Rewrite the rows as a JSON array of strings, one string per line, starting at the first line of the rows and ending at the line that contains "POLYGON ((590 330, 593", with both ends included. Omit blank lines.

* _Input records_:

*****

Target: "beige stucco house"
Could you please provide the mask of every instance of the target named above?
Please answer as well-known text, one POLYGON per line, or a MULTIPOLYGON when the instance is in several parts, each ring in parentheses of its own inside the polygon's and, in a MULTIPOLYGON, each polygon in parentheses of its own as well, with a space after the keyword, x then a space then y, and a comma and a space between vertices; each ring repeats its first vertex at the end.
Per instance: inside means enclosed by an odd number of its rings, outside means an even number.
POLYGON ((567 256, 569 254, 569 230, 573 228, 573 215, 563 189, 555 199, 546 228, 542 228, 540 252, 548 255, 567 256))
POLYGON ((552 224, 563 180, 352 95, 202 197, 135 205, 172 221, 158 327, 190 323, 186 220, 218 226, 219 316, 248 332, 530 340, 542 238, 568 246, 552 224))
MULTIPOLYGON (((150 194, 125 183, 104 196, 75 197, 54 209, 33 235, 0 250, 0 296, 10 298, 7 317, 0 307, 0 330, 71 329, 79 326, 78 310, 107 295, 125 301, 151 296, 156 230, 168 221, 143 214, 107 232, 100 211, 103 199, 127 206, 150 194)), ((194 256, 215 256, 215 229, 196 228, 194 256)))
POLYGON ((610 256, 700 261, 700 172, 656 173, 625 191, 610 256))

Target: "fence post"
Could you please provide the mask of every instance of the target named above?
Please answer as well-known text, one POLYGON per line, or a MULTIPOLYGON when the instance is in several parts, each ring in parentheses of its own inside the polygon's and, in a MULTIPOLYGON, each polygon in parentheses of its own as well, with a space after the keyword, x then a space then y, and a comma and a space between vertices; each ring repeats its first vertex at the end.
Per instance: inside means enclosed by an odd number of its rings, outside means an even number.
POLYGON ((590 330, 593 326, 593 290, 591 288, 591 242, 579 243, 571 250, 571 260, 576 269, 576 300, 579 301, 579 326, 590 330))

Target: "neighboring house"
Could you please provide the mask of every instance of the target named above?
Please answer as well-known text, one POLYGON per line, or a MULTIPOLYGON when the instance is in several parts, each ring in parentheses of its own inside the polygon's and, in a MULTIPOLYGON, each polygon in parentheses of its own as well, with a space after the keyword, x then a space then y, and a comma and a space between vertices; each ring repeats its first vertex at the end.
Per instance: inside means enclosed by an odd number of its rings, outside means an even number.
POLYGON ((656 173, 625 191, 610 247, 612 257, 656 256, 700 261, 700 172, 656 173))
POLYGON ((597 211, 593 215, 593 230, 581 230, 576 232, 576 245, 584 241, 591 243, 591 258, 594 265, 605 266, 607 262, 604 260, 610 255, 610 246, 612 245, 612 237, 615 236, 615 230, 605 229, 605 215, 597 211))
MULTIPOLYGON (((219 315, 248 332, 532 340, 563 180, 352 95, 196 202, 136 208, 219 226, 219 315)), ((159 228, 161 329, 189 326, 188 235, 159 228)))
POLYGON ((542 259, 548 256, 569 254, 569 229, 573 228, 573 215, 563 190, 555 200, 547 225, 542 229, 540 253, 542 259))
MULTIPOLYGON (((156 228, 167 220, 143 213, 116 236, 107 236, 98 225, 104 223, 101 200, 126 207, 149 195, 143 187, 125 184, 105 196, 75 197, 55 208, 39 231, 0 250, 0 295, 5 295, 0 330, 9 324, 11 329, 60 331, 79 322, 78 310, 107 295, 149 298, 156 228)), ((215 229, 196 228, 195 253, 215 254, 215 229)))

*****

* _Output below_:
[
  "Target: \"beige stucco house\"",
  "Could you please provide the mask of every instance of the target named above?",
  "Please answer as well-known text, one POLYGON per line, or a MULTIPOLYGON when the instance is in several parts, each ring in parentheses of its own inside the polygon's and, in a MULTIPOLYGON, each polygon in parentheses of its own as well, with a space after the keyword, x then a space then y, and a comma and a space between vertices; each ring repeats its first vertex at the end.",
  "Per instance: inside means enclosed by an odd number of its rings, outside means an even number.",
  "POLYGON ((567 256, 569 254, 569 230, 573 228, 573 215, 563 189, 555 199, 546 228, 542 228, 540 252, 548 255, 567 256))",
  "POLYGON ((552 224, 563 180, 352 95, 202 197, 135 205, 172 221, 158 327, 190 323, 186 220, 218 226, 219 316, 248 332, 530 340, 542 238, 568 246, 552 224))",
  "MULTIPOLYGON (((150 194, 125 183, 104 196, 75 197, 54 209, 33 235, 0 250, 0 296, 10 298, 7 317, 0 307, 0 330, 71 329, 79 326, 78 310, 107 295, 125 301, 151 296, 156 230, 168 221, 143 214, 107 232, 100 211, 103 199, 127 206, 150 194)), ((194 256, 215 256, 215 229, 196 228, 194 256)))",
  "POLYGON ((610 256, 700 261, 700 172, 656 173, 625 191, 610 256))",
  "Target: \"fence post\"",
  "Could you please provide the mask of every instance of the target named above?",
  "Please answer as well-known text, one POLYGON per line, or a MULTIPOLYGON when the instance is in several parts, each ring in parentheses of its own inside the polygon's and, in a MULTIPOLYGON, each polygon in parentheses of its own as well, with a space after the keyword, x then a space then y, and a comma and a space between vertices; each ring repeats its first vertex at the end.",
  "Per instance: inside means enclosed by an odd number of its rings, outside means an even number.",
  "POLYGON ((590 330, 593 326, 593 290, 591 288, 591 242, 579 243, 571 250, 571 260, 576 269, 576 300, 579 301, 579 326, 590 330))"
]